• _AIM_:
Reproduce all of the lines below word for word, leaving out the picture.

::: EXERCISE DATA

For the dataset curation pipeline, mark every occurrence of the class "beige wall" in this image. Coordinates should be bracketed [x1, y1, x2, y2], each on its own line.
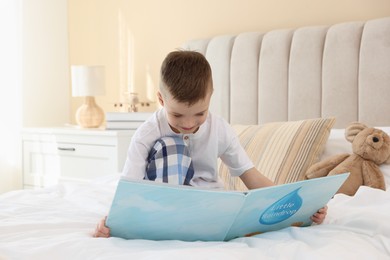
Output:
[68, 0, 390, 124]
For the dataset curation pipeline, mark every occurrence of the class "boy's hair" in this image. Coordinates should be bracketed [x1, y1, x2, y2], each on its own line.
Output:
[160, 50, 213, 105]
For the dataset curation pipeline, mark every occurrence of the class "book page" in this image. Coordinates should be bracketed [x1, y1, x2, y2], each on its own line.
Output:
[107, 180, 245, 241]
[226, 174, 348, 240]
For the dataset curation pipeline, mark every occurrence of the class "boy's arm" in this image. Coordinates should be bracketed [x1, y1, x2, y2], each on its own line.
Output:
[240, 167, 275, 190]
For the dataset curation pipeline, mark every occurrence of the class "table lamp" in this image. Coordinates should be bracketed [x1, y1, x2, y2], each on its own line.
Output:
[71, 66, 105, 128]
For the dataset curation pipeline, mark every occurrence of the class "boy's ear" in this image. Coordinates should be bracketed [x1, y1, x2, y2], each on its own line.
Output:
[157, 91, 164, 107]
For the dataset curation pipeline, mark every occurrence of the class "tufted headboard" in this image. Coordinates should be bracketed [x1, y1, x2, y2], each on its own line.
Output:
[183, 17, 390, 128]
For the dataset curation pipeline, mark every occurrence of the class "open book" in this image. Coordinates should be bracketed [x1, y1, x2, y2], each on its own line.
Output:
[106, 174, 349, 241]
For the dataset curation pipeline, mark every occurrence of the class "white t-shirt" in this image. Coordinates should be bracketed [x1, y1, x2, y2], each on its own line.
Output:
[123, 108, 253, 188]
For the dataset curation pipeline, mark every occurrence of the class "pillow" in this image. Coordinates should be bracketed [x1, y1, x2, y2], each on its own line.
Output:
[219, 118, 335, 190]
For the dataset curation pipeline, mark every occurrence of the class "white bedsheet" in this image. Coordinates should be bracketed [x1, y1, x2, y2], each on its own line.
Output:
[0, 176, 390, 260]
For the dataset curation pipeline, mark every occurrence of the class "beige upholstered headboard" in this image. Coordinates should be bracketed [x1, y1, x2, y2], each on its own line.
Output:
[183, 17, 390, 128]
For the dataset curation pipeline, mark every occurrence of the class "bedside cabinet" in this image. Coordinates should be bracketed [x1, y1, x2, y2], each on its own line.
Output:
[22, 127, 135, 188]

::::::

• _RESULT_:
For the dataset curation pipeline, mark every occurrence of the class "beige wall" in this image. Coordinates should be bracketed [x1, y1, x2, y2], each on its own line.
Output:
[68, 0, 390, 124]
For the dataset curation pipeline, mark every occurrence of the class "boy's hair" in this image. Coordinates should be bracketed [x1, y1, x2, y2], each on its own line.
Output:
[160, 50, 213, 105]
For the dataset curation pipeline, mark every occurrence of the class "book page" in this image. Coordinates should be bracketed [x1, y1, x2, y2], each on its own line.
Output:
[107, 180, 245, 241]
[226, 174, 348, 240]
For the dataset curation pipeline, mark every occurrence of the class "boy's arm" in this image. Coordinates should be bracketed [x1, y1, x2, y2], each on its own line.
Output:
[240, 167, 275, 190]
For the dataset curation pipeline, mark every occurrence of the class "table lamp" in this image. Coordinates should be bracketed [x1, y1, x2, y2], each on its own line.
Output:
[71, 66, 105, 128]
For the dataset curation pipeline, mark every occurrence of the class "boy's ear" in this image. Coordinates should be bracketed [x1, y1, x2, y2], each on its own line.
Output:
[157, 91, 164, 107]
For the dataset curation pipeline, mark every occurrence of the class "tufted headboard" in this image. Coordinates should be bracketed [x1, y1, x2, y2], each on its own line.
Output:
[183, 17, 390, 128]
For the dataset curation pipeline, mark every occurrence of the class "open book" in this image. Coordinates should be bracketed [x1, y1, x2, y2], each on its own line.
Output:
[106, 174, 349, 241]
For the dataset curation pipeline, mark every occurrence of the class "white t-shirt" in this image. Coordinates should be bracketed [x1, y1, x2, y2], each on its own line.
Output:
[123, 108, 253, 188]
For the dataset curation pipeline, mark every occurrence of the class "pillow" in this image. Coordinates should be bracketed [x1, y1, x2, y2], each on its own line.
Output:
[219, 118, 335, 190]
For the dataset curation pipeline, mark every occurrence of the class "white bedsheet" in this image. Coordinates should be bracketed [x1, y1, x2, y2], each on its own line.
Output:
[0, 176, 390, 260]
For the dataset curation pipeline, mark every occurrence of the class "beige upholstered headboard" in this image. Coordinates should be bracketed [x1, y1, x2, y2], each on its own line.
Output:
[183, 17, 390, 128]
For the dataset curation pipeline, mark every occurrence of the class "bedside cabinet" in this image. Coordinates should be bracketed [x1, y1, x2, y2], each on its own line.
Output:
[22, 127, 135, 188]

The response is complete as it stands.